What you are asked to do —
Reproduce the stretch of the post on East Portland legislative races from "Sleight of hand" through "this election cycle.", switching "primaries" to "nominating contests" wherever it occurs.

Supplied passage —
Tuesday, May 27, 2008

Sleight of hand and East Portland legislative races

Portland, Oregon—

A full week since the May 20 party primaries capped their exercises in promotion-from-within, the four East Portland legislative races have yet to enter the realm of public discourse.

Most of the legislative incumbents coasted through the primaries without a whisper of competition.

Those days are going to come to an end, perhaps in this election cycle.

Every incumbent, no matter how secure they might be within their party framework, can be outvoted in the 2008 November general election for two basic reasons:

1. Candidates in the general election can compete for all of the voters.

2. The World Wide Web has reached the point of maturity where write-in campaigns are economically and strategically feasible, enabling candidates and voters to interact without any gatekeeper or other intermediary.

I intend to prove these points in Oregon State Senate District 23, but any incumbent is vulnerable.

There are other supporting reasons:

1. The Oregon Legislature’s approval rating is only 30%, even after the highly successful 2007 session.

2. Oregonians want to see election reform and campaign finance reform actually happen, not just get kicked to the next campaign season again.

Material supplied —
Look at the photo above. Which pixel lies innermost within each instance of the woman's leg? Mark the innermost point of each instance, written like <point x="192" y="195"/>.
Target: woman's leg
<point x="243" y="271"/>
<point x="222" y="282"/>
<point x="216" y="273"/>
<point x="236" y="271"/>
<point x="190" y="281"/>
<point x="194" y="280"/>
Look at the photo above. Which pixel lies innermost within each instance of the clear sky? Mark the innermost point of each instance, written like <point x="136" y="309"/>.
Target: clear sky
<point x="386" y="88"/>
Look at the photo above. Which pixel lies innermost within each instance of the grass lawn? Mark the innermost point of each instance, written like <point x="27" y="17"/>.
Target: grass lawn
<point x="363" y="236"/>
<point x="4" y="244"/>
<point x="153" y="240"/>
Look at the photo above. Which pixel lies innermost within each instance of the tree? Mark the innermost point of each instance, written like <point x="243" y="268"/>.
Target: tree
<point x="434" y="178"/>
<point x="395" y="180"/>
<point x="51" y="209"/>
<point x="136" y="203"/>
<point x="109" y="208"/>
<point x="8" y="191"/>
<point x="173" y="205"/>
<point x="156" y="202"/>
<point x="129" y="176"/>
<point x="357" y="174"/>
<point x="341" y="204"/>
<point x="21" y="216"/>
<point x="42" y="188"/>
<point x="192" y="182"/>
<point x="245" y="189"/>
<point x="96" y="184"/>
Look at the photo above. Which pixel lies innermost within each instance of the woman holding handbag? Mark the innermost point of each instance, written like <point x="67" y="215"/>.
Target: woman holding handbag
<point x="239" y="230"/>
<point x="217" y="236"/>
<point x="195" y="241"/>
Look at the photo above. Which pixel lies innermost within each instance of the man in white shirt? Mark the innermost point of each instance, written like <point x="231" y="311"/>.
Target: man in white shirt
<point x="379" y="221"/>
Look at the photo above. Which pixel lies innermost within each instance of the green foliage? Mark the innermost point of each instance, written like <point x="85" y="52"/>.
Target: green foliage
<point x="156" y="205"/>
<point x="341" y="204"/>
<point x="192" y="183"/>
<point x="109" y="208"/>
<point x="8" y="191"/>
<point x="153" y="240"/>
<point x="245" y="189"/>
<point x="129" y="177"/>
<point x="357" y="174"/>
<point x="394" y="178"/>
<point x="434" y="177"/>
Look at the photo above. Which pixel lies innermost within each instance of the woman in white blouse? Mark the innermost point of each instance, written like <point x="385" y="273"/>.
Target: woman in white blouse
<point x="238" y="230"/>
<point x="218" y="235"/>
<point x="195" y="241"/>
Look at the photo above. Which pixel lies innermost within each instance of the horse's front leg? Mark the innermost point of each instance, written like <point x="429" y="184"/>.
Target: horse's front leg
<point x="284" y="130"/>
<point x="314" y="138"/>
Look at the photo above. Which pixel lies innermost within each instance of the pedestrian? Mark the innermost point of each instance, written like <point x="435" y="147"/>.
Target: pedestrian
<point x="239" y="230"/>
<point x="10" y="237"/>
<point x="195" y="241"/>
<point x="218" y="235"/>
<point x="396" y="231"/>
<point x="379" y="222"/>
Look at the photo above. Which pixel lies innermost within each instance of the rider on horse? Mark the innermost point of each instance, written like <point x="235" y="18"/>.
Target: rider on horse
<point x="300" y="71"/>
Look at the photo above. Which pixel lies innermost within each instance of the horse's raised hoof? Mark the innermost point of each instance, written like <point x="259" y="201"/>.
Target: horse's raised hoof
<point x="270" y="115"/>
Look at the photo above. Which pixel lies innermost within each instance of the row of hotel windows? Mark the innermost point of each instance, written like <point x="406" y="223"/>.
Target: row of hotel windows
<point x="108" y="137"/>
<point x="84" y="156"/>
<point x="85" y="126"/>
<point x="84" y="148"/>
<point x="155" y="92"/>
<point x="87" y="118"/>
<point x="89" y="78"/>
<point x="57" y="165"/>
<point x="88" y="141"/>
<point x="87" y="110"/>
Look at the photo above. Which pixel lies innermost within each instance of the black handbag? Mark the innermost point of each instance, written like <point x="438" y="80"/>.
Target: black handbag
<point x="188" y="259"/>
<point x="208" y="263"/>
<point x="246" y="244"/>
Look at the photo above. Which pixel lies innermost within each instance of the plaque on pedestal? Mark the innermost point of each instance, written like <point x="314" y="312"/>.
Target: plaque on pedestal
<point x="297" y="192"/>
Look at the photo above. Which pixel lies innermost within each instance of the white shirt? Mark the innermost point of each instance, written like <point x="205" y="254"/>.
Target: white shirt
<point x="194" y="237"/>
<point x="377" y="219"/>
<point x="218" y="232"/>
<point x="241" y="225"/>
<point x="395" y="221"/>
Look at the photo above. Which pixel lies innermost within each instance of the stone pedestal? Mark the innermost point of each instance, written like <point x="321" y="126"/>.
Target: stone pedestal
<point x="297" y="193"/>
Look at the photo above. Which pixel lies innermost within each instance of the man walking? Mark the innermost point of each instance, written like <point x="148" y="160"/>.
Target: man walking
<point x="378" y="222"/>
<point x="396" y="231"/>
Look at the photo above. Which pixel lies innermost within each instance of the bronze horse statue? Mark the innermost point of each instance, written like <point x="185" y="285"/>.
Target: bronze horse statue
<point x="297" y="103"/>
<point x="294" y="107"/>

Worked answer —
Sleight of hand and East Portland legislative races

Portland, Oregon—

A full week since the May 20 party nominating contests capped their exercises in promotion-from-within, the four East Portland legislative races have yet to enter the realm of public discourse.

Most of the legislative incumbents coasted through the nominating contests without a whisper of competition.

Those days are going to come to an end, perhaps in this election cycle.